*Aim*.
Begin at the line that contains "of the ladder" and stop at the end of the entries below. Rewrite those lines, requests included, scaling every coordinate in the answers by 1.3 and rounding to whole numbers, with halves rounded up.
-- start of Task input --
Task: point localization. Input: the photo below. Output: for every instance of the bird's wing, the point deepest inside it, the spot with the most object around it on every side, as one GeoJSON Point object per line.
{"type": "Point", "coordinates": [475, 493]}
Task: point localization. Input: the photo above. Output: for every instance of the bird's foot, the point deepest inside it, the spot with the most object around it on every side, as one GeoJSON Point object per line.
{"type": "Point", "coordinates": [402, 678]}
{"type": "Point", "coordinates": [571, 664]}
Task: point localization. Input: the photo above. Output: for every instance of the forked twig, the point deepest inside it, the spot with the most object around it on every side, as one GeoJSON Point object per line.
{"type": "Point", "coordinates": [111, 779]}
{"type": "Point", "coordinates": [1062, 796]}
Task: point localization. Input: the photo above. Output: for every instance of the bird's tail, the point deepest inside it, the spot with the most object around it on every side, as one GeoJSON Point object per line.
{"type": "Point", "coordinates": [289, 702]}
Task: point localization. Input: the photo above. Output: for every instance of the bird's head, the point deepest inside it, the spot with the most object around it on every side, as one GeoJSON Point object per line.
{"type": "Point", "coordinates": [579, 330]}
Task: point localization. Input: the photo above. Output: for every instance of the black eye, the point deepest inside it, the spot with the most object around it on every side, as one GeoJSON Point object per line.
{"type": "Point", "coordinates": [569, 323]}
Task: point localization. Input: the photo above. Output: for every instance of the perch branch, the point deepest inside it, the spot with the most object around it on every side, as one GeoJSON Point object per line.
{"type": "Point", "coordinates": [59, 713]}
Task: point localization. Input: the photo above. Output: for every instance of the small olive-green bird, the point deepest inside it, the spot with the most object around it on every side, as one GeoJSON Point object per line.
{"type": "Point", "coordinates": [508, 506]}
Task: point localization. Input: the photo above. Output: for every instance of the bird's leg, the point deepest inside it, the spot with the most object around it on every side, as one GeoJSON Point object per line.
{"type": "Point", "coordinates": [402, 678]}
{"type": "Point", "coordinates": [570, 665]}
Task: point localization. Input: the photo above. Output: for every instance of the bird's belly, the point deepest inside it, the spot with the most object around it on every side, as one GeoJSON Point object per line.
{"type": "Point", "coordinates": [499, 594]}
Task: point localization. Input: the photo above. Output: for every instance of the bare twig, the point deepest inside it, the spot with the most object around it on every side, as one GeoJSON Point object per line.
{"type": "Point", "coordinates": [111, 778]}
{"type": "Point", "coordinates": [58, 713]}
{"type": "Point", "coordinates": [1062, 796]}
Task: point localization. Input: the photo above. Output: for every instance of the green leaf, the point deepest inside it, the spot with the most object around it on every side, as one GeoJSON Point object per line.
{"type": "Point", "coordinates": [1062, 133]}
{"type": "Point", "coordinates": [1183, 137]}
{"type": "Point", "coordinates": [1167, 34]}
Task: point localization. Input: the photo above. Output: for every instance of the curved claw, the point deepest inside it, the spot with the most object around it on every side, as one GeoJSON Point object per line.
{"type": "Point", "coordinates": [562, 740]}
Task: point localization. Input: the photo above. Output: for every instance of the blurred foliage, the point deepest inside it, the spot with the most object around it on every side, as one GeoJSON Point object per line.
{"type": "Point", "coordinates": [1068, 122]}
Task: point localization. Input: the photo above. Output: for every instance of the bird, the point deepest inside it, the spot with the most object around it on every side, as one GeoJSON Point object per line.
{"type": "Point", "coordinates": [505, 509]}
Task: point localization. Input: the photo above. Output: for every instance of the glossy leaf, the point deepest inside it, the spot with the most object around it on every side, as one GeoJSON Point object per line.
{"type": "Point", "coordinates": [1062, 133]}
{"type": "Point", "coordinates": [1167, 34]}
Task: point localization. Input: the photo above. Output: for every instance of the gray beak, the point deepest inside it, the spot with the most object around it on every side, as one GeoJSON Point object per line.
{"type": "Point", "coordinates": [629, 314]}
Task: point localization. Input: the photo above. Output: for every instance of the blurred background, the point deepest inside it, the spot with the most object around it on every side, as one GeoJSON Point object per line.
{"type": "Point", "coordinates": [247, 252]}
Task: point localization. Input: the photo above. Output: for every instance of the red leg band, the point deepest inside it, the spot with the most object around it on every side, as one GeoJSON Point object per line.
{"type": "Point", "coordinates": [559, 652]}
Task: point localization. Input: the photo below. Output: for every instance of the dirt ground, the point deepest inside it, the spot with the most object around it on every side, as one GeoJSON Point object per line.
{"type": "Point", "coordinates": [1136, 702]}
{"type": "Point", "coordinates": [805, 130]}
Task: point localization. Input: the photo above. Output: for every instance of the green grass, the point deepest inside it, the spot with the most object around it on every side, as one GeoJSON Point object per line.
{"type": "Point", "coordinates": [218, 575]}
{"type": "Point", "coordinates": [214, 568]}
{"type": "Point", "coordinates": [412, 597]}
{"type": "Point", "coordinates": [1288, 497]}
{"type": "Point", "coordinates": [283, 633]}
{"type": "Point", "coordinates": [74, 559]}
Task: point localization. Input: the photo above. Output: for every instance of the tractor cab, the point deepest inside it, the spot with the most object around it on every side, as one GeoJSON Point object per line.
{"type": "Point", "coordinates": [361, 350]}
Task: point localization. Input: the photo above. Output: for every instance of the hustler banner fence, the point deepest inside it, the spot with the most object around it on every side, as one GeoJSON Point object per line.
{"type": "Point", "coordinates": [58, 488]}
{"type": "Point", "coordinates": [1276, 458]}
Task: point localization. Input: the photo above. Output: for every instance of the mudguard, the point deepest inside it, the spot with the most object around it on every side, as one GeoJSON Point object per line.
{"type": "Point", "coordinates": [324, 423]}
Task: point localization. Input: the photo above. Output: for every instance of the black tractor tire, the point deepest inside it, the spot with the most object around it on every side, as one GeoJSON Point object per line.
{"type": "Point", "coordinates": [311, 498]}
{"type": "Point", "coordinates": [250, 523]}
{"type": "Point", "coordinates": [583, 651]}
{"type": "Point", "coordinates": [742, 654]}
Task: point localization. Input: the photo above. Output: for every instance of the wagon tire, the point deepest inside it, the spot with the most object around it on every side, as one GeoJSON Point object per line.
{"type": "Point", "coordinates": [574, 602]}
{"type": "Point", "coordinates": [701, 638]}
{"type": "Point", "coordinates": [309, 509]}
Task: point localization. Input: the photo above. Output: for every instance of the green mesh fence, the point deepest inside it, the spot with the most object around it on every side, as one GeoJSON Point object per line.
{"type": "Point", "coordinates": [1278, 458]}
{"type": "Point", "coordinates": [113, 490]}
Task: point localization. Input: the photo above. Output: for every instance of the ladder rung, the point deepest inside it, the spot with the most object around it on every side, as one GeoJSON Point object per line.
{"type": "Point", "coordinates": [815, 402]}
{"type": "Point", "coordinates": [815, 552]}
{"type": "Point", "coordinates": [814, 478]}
-- end of Task input --
*Response to the task*.
Task: point localization. Input: the photo above. Output: for every instance of the ladder rung, the point deepest inside it, the spot with the most object around it on every side, as one GeoJSON Point object per line.
{"type": "Point", "coordinates": [1060, 523]}
{"type": "Point", "coordinates": [1060, 718]}
{"type": "Point", "coordinates": [1058, 621]}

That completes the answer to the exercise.